- **Reading text**:
My preschool daughter absolutely treasures her tiny white and silver Bible. She’s constantly pretending to read it—and I’m so deeply, deeply glad. We’ve given each of our kids their own copy of this life-changing book because it will introduce them to God himself.
But there’s also a second book—one that’s a lot bigger than my preschooler’s mini Bible—that I want to do all I can to “give” to my kids.
Scripture is clear that this universe, from tiny quarks to star-birthing nebulas, was created by God, belongs to God, is sustained by God, declares God’s glory, and reveals God’s character. That’s why Christians in the Middle Ages began using the idea of God’s “two books” to understand how God makes himself known to us.
The first and primary book is Scripture, God’s special revelation of himself to humankind. But the second is “the book of nature”—this material world replete with beauty and primed for discovery. “Creation is God’s greatest and most persistent evangelist,” writes scientist Calvin B. DeWitt of God’s general revelation. We can look at “everything God made” and “can clearly see his invisible qualities—his eternal power and divine nature” (Romans 1:20).

- **Study questions**:
**A.** Decide whether each statement agrees with the passage on God's two books: (i) Each of the writer's children has been given a personal copy of the Bible. (ii) The idea of God's "two books" first came from modern scientists. (iii) The passage calls nature the first and primary book. For each one, answer yes or no and quote the words from the passage that decide it.
**B.** Copy the passage on God's two books word for word, from "My preschool daughter" to "to God himself.".

- **Excerpted data**:
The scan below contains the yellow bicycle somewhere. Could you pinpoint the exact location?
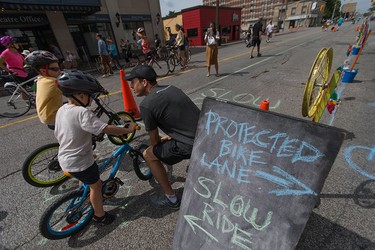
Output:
[302,48,339,118]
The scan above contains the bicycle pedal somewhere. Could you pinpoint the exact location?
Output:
[115,177,124,186]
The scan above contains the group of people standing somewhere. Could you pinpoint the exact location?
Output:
[247,18,274,59]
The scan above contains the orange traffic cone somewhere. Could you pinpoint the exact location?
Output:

- **Answers to this exercise**:
**A.**
(i) Yes: "We’ve given each of our kids their own copy of this life-changing book"
(ii) No: "Christians in the Middle Ages began using the idea of God’s “two books”"
(iii) No: "The first and primary book is Scripture"

**B.**
My preschool daughter absolutely treasures her tiny white and silver Bible. She’s constantly pretending to read it—and I’m so deeply, deeply glad. We’ve given each of our kids their own copy of this life-changing book because it will introduce them to God himself.